====== Text shown

What Simulating Life on Mars Taught Me About Living in Quarantine

Photo credit: Hearst Owned
Photo credit: Hearst Owned

From Harper's BAZAAR

A day on Mars is 37 minutes longer than on Earth. I mention this fact because last week, I started using my electric candles again—ivory colored, hard plastic, IKEA bought—and noticed that after a few hours, they died. I blamed the batteries, but the next day, they turned back on.

Oh, I realized, they’re on a timer. Except by the fourth day, it seemed to me that the timer had some drift, that the flickering returned a little earlier than the previous day, which, come to think of it, was earlier than the day before that. As I write this, the candles have just turned on again at 2:34 in the afternoon.

It’s raining out, a gloomy New York sky in early December, so I’m glad for the midday mood lighting, though not as pleased by the subtle reminder yet again that the passage of time is context dependent—that it really does matter if you’re having fun, or on another planet, or in a kind of quarantine during a pandemic awaiting a vaccine rollout, or using a timepiece that’s a little off.

============
====== Records shown

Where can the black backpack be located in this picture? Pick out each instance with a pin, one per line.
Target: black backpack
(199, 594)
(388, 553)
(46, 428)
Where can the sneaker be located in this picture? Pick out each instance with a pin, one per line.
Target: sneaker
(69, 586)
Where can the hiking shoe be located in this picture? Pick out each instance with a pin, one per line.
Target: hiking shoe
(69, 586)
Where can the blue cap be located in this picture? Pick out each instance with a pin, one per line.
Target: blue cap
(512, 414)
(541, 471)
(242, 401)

============
====== Records shown

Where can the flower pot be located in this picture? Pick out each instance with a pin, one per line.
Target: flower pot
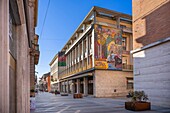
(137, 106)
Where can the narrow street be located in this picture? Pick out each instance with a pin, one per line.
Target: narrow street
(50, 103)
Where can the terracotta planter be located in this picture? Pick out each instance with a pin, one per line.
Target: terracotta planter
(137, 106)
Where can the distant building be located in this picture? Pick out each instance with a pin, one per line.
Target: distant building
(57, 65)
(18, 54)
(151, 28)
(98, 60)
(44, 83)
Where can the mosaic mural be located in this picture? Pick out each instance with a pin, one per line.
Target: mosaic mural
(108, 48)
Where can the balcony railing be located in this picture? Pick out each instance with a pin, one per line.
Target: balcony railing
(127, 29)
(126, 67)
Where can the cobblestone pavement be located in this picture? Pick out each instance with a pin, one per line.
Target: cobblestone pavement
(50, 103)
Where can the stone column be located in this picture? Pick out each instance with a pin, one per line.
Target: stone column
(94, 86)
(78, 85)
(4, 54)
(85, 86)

============

What the exercise asks: Continue the Harper's BAZAAR piece about simulating life on Mars and living in quarantine, picking up right after its last sentence, which ends "using a timepiece that's a little off."

Answer to this task:
Though, having just typed that, I now realize I’m suddenly also pleased by the candles and their imprecise clock, because after having spent so much time in this studio apartment, they are a nice reminder that there are still discoveries to be made.

Photo credit: Courtesy
Photo credit: Courtesy

The sun shines less than half as brightly on Mars as it does on Earth. I mention this fact because as the days have gotten shorter and the air colder, I’m much less inclined to go outside. My temperament is naturally more indoor cat, but I know from experience it’d do me some good to take more walks. I even live near a park. It’s just a hassle and, after all, a pandemic rages. It’s acceptable if not somewhat expected to hole up.

Almost a year in and there are still contradictory messages about risks and correct behaviors, depending on where you live, the rules and norms. I know some people who have barely left their apartments or homes since March. I know others who engage with the world almost as if nothing has changed. What does it mean to be safe and care for the safety of others? It’s so easy to wear a mask. As the solstice approaches, sunsets come earlier, and I’ve decided to make an effort to watch more of them. The sky on Mars is red but turns blue at dusk and dawn.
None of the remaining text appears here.